Bounding-box lines
========

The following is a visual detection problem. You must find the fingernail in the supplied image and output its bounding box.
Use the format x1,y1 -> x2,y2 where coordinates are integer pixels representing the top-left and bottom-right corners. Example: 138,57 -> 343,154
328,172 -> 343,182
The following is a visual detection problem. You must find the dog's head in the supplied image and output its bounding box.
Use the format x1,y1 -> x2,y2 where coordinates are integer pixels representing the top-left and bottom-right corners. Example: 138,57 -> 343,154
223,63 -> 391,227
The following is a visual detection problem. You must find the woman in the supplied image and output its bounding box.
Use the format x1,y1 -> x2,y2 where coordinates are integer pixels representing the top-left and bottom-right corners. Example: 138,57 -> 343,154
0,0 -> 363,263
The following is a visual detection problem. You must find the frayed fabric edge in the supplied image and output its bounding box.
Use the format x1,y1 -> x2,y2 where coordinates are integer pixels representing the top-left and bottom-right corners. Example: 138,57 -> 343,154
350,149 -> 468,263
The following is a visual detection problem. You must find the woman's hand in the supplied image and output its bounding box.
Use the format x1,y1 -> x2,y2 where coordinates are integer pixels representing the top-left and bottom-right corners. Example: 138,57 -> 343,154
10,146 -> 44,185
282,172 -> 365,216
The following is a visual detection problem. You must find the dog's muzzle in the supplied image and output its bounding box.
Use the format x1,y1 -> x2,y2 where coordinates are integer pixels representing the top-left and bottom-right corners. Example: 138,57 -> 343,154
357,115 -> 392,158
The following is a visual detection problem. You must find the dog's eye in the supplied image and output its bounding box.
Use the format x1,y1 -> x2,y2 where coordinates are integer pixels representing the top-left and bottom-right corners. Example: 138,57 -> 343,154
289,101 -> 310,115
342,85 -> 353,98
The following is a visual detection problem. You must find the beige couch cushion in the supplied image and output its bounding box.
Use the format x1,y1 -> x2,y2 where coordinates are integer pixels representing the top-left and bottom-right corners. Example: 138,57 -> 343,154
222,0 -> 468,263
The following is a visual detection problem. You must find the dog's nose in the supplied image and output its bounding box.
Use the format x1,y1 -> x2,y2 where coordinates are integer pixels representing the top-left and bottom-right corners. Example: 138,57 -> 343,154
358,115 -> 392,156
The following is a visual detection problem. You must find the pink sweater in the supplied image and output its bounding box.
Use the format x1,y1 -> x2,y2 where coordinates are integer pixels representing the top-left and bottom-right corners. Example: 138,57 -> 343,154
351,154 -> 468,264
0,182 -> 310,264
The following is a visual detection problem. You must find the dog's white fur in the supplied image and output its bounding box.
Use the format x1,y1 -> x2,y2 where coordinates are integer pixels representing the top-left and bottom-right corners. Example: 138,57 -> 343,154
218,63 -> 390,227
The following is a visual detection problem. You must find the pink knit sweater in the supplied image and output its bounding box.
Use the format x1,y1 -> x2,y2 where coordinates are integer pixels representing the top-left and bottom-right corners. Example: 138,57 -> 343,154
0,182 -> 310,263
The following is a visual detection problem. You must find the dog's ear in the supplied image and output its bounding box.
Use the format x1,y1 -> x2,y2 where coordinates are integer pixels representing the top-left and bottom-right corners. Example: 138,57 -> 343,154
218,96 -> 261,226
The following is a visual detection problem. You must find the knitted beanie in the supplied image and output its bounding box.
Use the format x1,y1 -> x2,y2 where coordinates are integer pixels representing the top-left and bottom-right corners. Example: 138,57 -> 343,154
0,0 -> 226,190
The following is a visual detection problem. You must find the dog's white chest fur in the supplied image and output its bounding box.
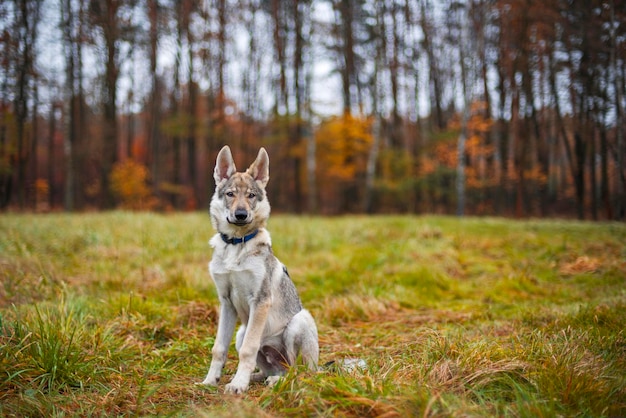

========

**Challenge:** Could you turn the lines above into a numbered list, skipping any blank lines and leaving the pictures out of your answer?

**Response to this exercise:**
1. The following is a visual detection problem. You must find the fingernail in the supplied image and output its bounding box.
2. Use the format x1,y1 -> x2,y2 where coordinates are integer pixels representing the top-left and bottom-right corners. Example: 138,57 -> 343,154
3. 328,172 -> 343,182
4. The following is a visual detection problem. You must find the dog's head in the supplied image and output its bounding box.
5. Use the format x1,y1 -> x2,y2 where coordinates are integer pixels representing the top-left and bottom-right corners. Example: 138,57 -> 343,154
6. 223,63 -> 391,227
7. The following is a visual detection problem. You must find the woman in the supplied image and output its bounding box.
8. Use the format x1,y1 -> x2,y2 where coordinates are integer pixels representing the top-left and bottom-right corners. Example: 138,57 -> 343,154
9. 0,0 -> 363,263
10. The following is a visual detection problem. You must find the frayed fabric edge in the supplied image and output its bounding box.
11. Use the format x1,y1 -> x2,y2 where coordinates are integer pixels representing the top-left and bottom-right corners. Example: 138,57 -> 343,154
12. 350,149 -> 468,263
13. The following is a visual detection problem. You must find the woman's hand in the supplied image and output its bounding box.
14. Use the format x1,y1 -> x2,y2 where coordinates are integer pixels representing the top-left and bottom-right corners. Example: 138,57 -> 343,154
15. 10,146 -> 44,185
16. 282,172 -> 365,216
17. The following is a visual detection problem. You must find the dog's muzzle in the supplied image and output its bounding box.
18. Use the format x1,y1 -> x2,y2 where coordinates are integer pixels representing the top-left and bottom-right corners. Example: 138,57 -> 343,154
19. 357,115 -> 392,158
20. The following is a visual detection problem. You must find the dog's eye in the supplied image and output its bounding box.
21. Use the format x1,y1 -> x2,y2 where coordinates are integer pixels representing the top-left and bottom-right corners. Example: 138,57 -> 343,154
22. 289,101 -> 310,115
23. 342,85 -> 353,98
24. The following is a visual detection problem. You must find the beige couch cushion in the supplied image and output its bounding box.
25. Use the format x1,y1 -> x2,y2 where coordinates are integer pixels representing the top-left and bottom-right corners. Example: 138,57 -> 343,154
26. 222,0 -> 468,263
27. The following is a visual detection problem. You must find the dog's nose in the supplied image and output its bounding box.
28. Use the format x1,y1 -> x2,y2 where coordinates are integer pixels representing the top-left and bottom-right corners. Example: 138,57 -> 343,154
29. 358,115 -> 392,156
30. The following is a visual detection problem. You must find the pink sweater in the supplied image and output its bounding box.
31. Use the format x1,y1 -> x2,y2 where coordinates are integer pixels representing the top-left and bottom-right corners. Example: 138,57 -> 343,154
32. 351,154 -> 468,264
33. 0,182 -> 310,264
34. The following is a visual detection problem. You must find the dog's white fur in the supplied image and output its bounding box.
35. Use the format x1,y1 -> x2,y2 where coordinates are integer pixels representing the top-left and bottom-right corners. Example: 138,57 -> 343,154
36. 218,63 -> 390,227
37. The following is a visual detection problem. You must find the pink knit sweater in the supplied image and output its bounding box.
38. Use the format x1,y1 -> x2,y2 where coordinates are integer pixels representing the top-left and bottom-right corners. Example: 138,57 -> 343,154
39. 0,182 -> 310,263
40. The following is a visual detection problem. You must find the dog's ear in the supplied image and output its bounding box.
41. Use the format x1,y1 -> x2,y2 where coordinates are integer pixels representing the top-left and bottom-right corners. Example: 138,57 -> 343,154
42. 218,96 -> 261,226
43. The following is a visual detection problem. You must find the knitted beanie in the supplied image and output its bounding box.
44. Use the format x1,y1 -> x2,y2 where coordinates are integer pixels representing the top-left and bottom-right corners. Example: 138,57 -> 343,154
45. 0,0 -> 226,190
46. The following is a visual detection problem. You must find the dog's white chest fur in the supplied image and output its bounding box.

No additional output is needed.